ROWS:

— BEGIN —

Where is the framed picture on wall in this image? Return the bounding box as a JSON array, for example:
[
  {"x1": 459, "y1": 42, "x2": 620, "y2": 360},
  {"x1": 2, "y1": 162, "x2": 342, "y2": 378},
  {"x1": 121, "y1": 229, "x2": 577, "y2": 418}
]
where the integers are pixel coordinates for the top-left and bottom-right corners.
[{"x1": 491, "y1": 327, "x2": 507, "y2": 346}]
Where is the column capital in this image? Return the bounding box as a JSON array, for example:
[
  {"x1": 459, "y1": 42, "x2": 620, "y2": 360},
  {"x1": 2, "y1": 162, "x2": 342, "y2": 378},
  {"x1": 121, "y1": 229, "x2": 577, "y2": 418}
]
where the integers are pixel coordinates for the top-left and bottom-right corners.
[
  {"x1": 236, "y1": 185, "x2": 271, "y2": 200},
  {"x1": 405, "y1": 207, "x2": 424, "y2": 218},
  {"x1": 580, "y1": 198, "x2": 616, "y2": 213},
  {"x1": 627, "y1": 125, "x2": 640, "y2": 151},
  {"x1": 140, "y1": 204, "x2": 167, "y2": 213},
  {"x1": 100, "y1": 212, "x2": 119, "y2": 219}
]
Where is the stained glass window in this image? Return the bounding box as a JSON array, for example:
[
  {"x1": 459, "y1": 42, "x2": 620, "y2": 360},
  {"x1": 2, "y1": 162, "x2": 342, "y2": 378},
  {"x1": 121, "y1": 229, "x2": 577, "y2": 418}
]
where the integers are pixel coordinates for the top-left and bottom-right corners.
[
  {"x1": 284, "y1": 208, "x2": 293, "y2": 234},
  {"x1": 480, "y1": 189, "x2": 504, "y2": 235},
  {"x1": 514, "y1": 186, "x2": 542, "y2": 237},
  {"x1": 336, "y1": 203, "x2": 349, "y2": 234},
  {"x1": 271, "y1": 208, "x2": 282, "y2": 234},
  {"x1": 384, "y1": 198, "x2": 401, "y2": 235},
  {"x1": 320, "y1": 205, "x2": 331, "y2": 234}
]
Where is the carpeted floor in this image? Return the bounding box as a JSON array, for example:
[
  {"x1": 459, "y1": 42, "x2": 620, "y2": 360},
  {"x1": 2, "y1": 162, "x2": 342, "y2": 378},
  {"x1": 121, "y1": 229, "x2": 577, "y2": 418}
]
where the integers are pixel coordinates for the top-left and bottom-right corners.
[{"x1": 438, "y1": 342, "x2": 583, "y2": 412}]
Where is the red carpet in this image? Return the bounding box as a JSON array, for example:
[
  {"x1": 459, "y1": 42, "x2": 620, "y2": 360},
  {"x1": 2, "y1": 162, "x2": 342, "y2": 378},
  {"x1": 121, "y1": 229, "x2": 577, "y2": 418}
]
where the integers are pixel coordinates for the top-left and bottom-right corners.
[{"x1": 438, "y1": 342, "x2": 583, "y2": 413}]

— END —

EXERCISE REQUIREMENTS: List every line in the records above that contains the word "example", copying each line in full.

THE COMPLETED TASK:
Where is the framed picture on wall in this image? Return the bounding box as a JSON array, for example:
Where is the column capital in this image? Return the bounding box as a JSON array, for example:
Where is the stained glass window in this image? Return the bounding box as a JSON array, for example:
Where is the carpeted floor in this image? Return the bounding box as a JSON array, for example:
Where is the red carpet in this image? Return the bounding box as a JSON array, for example:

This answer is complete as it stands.